* **TASK**
Render the items below as a two-column CSV with the columns request and boxes, one row per item, putting its text and its answer each in a single quoted field with line breaks replaced by spaces. Leave the pictures out.

[Image box annotation items]
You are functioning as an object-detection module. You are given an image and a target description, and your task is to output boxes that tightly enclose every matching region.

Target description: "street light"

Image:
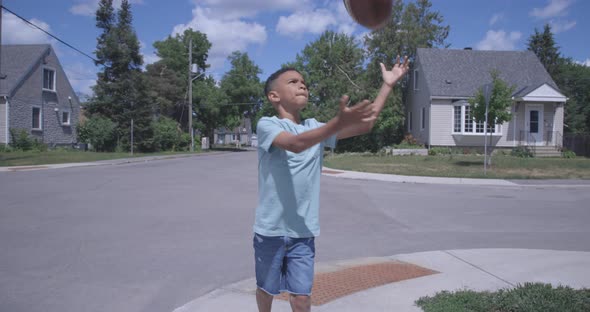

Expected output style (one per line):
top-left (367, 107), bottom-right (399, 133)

top-left (483, 83), bottom-right (493, 175)
top-left (188, 38), bottom-right (205, 153)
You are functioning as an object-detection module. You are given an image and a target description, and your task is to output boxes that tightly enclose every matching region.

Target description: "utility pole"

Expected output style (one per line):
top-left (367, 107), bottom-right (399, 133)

top-left (188, 36), bottom-right (195, 153)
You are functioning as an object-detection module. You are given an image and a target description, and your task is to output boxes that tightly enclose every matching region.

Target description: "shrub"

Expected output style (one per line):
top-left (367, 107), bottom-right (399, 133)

top-left (510, 146), bottom-right (534, 158)
top-left (152, 117), bottom-right (185, 151)
top-left (561, 148), bottom-right (576, 158)
top-left (76, 116), bottom-right (116, 152)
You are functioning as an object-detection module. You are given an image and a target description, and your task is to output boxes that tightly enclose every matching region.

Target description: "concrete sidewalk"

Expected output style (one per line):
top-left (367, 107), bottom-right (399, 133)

top-left (174, 249), bottom-right (590, 312)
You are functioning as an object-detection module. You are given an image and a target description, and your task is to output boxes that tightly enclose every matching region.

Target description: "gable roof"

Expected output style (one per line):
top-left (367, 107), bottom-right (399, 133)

top-left (0, 44), bottom-right (51, 96)
top-left (417, 48), bottom-right (559, 97)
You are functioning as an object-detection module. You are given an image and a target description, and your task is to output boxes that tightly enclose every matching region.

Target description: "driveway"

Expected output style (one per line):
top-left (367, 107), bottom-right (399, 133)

top-left (0, 152), bottom-right (590, 312)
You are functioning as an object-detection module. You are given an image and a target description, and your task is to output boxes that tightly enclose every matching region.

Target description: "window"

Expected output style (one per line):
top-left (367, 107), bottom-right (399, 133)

top-left (420, 107), bottom-right (426, 130)
top-left (61, 112), bottom-right (70, 126)
top-left (43, 68), bottom-right (55, 91)
top-left (453, 105), bottom-right (502, 134)
top-left (32, 107), bottom-right (41, 130)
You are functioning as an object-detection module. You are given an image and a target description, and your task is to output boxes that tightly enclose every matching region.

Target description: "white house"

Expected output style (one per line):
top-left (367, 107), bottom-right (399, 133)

top-left (406, 48), bottom-right (566, 156)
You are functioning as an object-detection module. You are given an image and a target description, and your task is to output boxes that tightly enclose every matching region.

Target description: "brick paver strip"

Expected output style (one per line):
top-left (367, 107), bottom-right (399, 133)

top-left (277, 261), bottom-right (439, 306)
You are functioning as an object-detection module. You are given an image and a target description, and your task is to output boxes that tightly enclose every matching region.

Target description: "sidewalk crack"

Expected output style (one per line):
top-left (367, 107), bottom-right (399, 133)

top-left (443, 250), bottom-right (516, 287)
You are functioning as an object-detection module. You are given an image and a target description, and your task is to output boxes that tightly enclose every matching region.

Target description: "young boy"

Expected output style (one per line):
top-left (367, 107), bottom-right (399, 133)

top-left (253, 56), bottom-right (409, 312)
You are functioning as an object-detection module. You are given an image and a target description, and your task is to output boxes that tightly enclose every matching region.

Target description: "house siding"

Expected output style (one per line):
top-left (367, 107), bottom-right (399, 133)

top-left (431, 99), bottom-right (514, 147)
top-left (9, 49), bottom-right (80, 146)
top-left (406, 60), bottom-right (431, 145)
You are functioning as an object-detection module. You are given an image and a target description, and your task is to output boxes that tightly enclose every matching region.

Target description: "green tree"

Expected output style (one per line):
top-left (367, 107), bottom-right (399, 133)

top-left (193, 76), bottom-right (235, 144)
top-left (557, 59), bottom-right (590, 133)
top-left (220, 51), bottom-right (263, 134)
top-left (87, 0), bottom-right (152, 150)
top-left (469, 71), bottom-right (516, 164)
top-left (528, 24), bottom-right (561, 80)
top-left (146, 29), bottom-right (211, 132)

* **ANSWER FOR THE TASK**
request,boxes
"You are functioning as an object-detection module. You are given an image and a target description, and your task is to output boxes that tightly enclose every matching region. Target description: ""street light"" Image: Expected output style (one per line): top-left (367, 107), bottom-right (399, 133)","top-left (483, 83), bottom-right (493, 175) top-left (188, 38), bottom-right (205, 153)"
"You are functioning as an object-detection module. You are given an image and a target description, and your task is to output boxes that tightly enclose every matching region. Target description: ""utility pole"" Expected output style (one per line): top-left (367, 107), bottom-right (399, 133)","top-left (188, 36), bottom-right (195, 153)"
"You are functioning as an object-detection module. You are given an image and a target description, and your task is to output boxes that tightly enclose every matching region. Target description: ""shrub"" Expected output style (one per line): top-left (367, 107), bottom-right (399, 133)","top-left (510, 146), bottom-right (534, 158) top-left (152, 117), bottom-right (185, 151) top-left (561, 148), bottom-right (576, 158) top-left (76, 116), bottom-right (116, 152)"
"You are functioning as an object-detection module. You are given an image and a target description, and your task is to output boxes that tightly enclose every matching region. Target description: ""concrete sidewalk"" Expected output style (one per line): top-left (367, 107), bottom-right (399, 133)","top-left (174, 249), bottom-right (590, 312)"
"You are functioning as an object-detection module. You are given an image and a target description, and your task is to output boxes that tightly enclose every matching region. Target description: ""gable roof"" Expected output style (one per line): top-left (367, 107), bottom-right (399, 133)","top-left (0, 44), bottom-right (51, 96) top-left (417, 48), bottom-right (559, 97)"
"You are functioning as an object-detection module. You are given an image and a target description, and your task is to output boxes that tightly enclose every matching region. Target description: ""driveway"" Expected output style (one per line): top-left (367, 107), bottom-right (399, 133)","top-left (0, 152), bottom-right (590, 312)"
"You are functioning as an object-detection module. You are given an image and a target description, and your task is to output boxes that tightly enclose every matching region. Target description: ""window"" Expected output style (one per line): top-left (367, 107), bottom-right (399, 133)","top-left (420, 107), bottom-right (426, 130) top-left (61, 112), bottom-right (70, 126) top-left (43, 68), bottom-right (55, 91) top-left (453, 105), bottom-right (502, 134) top-left (32, 107), bottom-right (41, 130)"
"You are functioning as an object-detection module. You are given an image and a target description, and your task is to output boxes that tightly enclose every matching region. Target description: ""white house"" Expected output style (one per line): top-left (367, 107), bottom-right (399, 133)","top-left (406, 48), bottom-right (566, 156)"
"You are functioning as an object-detection module. You are given an image and a target description, and your task is to output boxes that tightly enclose every matching region. Target description: ""brick paver strip"" Expected output style (one per line): top-left (367, 107), bottom-right (399, 133)","top-left (277, 261), bottom-right (439, 306)"
"You are functioning as an object-detection module. You are given an image and a target description, and your task is to output boxes that tightly enclose every matching region. Target description: ""sidewalk crack"" Expected output style (one per line): top-left (367, 107), bottom-right (399, 133)","top-left (443, 250), bottom-right (516, 287)"
"You are functioning as an object-detection module. You are given an image and a target description, and your task is to output boxes that tightly enclose every matching region. Target description: ""young boy"" Expected output style (one per line): top-left (367, 107), bottom-right (399, 133)","top-left (253, 56), bottom-right (409, 312)"
"You are functioning as an object-detection module. You are given an image and a target description, and your task is to output boxes that tightly enclose every matching region. Target description: ""house siding"" Expected output style (one per line): top-left (367, 107), bottom-right (399, 133)","top-left (431, 99), bottom-right (514, 147) top-left (9, 49), bottom-right (80, 146) top-left (406, 60), bottom-right (431, 145)"
"You are functioning as an object-detection module. You are given an image and a target description, and your task is to output boxes that tightly enclose every matching region. Target description: ""green tree"" Expected output style (one per line): top-left (367, 107), bottom-right (399, 133)","top-left (193, 76), bottom-right (235, 144) top-left (557, 59), bottom-right (590, 133) top-left (220, 51), bottom-right (263, 134) top-left (87, 0), bottom-right (152, 150) top-left (469, 71), bottom-right (516, 164) top-left (528, 24), bottom-right (561, 80) top-left (146, 29), bottom-right (211, 132)"